Data records
╔══
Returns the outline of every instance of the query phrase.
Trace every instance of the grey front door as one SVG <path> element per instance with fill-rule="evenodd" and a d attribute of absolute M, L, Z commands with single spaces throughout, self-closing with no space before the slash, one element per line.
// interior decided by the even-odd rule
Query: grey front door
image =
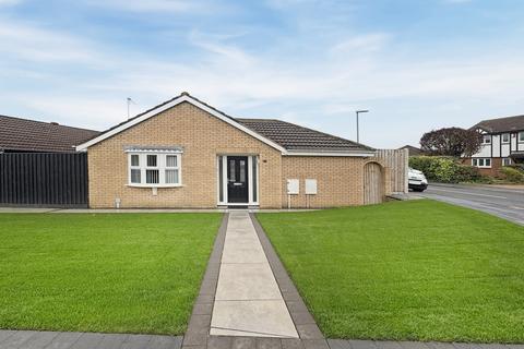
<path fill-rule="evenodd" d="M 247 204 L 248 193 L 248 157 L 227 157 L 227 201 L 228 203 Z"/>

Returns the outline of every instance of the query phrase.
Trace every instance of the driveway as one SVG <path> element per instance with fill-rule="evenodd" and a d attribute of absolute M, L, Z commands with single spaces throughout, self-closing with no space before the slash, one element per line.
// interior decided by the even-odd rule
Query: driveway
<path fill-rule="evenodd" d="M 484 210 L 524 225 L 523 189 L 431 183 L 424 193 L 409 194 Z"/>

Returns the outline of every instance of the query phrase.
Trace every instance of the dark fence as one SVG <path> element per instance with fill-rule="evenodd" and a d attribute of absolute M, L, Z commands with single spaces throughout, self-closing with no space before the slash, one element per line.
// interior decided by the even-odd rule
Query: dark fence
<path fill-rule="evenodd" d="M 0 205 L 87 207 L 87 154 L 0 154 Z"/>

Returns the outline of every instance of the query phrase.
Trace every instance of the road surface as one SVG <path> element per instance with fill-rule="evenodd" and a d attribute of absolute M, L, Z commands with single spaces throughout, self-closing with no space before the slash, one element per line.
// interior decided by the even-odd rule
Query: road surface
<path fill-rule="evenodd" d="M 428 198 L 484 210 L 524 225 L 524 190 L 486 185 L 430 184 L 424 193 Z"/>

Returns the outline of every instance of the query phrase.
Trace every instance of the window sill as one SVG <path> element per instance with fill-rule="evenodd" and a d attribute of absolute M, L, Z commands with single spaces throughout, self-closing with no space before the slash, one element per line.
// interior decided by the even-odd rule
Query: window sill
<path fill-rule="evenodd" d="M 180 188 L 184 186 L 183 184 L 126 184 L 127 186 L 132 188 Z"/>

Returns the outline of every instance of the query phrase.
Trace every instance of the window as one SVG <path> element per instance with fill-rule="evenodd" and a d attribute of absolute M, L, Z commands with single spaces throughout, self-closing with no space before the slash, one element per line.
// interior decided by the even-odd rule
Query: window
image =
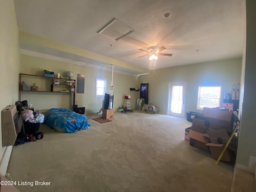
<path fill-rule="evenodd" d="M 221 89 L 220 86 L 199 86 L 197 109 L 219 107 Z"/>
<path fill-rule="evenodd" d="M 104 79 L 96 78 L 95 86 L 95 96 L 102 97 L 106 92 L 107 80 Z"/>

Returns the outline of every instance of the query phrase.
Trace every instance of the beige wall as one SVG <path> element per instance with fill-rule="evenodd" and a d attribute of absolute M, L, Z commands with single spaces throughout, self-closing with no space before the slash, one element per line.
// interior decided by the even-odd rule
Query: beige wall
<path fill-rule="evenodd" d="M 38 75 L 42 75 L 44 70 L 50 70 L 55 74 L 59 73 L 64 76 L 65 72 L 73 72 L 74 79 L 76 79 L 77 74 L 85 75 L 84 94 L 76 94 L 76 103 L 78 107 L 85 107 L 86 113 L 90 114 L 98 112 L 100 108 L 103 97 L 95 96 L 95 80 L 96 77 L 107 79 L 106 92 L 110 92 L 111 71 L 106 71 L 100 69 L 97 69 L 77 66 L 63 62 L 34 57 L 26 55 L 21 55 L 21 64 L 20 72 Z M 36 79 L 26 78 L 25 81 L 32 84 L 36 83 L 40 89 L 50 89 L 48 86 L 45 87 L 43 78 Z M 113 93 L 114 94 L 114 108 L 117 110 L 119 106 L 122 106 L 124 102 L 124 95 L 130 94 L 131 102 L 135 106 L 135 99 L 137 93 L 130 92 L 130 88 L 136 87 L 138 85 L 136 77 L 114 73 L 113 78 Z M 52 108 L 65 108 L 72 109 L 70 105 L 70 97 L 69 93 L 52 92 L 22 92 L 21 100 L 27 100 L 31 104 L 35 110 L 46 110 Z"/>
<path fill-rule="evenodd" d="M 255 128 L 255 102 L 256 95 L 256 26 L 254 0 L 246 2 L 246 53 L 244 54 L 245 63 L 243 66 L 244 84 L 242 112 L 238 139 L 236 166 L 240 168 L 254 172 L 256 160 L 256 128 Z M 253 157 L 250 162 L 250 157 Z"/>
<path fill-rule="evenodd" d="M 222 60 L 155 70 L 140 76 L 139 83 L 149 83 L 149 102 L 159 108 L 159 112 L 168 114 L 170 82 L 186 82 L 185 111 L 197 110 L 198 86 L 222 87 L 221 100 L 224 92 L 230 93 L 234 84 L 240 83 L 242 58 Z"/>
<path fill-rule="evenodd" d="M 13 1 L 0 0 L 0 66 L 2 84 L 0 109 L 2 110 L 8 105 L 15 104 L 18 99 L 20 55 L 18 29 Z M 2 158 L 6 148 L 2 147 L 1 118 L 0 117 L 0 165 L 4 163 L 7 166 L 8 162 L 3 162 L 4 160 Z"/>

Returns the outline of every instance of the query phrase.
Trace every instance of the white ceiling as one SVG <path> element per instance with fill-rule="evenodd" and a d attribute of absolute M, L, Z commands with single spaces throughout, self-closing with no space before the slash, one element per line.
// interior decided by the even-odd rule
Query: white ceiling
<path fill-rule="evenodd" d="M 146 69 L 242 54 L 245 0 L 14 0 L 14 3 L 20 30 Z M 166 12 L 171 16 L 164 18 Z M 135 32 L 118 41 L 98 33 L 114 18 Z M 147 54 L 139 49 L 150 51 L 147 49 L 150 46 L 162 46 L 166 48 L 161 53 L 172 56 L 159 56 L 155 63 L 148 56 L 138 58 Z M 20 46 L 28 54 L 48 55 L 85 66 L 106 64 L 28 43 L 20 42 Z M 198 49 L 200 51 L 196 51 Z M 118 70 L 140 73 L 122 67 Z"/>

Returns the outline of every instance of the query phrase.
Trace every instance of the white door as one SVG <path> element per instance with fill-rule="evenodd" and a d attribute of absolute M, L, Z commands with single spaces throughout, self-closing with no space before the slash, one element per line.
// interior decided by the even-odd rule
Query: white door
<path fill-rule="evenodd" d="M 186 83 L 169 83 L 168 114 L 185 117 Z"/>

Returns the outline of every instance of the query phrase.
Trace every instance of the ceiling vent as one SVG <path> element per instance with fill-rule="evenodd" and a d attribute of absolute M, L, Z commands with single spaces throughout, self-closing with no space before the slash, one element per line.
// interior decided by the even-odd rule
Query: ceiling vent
╚══
### [TASK PROMPT]
Report each line of the data records above that contains the string "white".

### [SOLUTION]
Trace every instance of the white ceiling as one SVG <path> element per instance with fill-rule="evenodd" and a d attribute of absolute M, L, Z commands with single spaces throughout, self-closing with no space before the slash, one element per line.
Query: white ceiling
Trace every instance of the white door as one SVG <path> element per instance with fill-rule="evenodd" and a d attribute of absolute M, L, Z commands with single spaces throughout, self-closing with no space before the slash, one element per line.
Query: white door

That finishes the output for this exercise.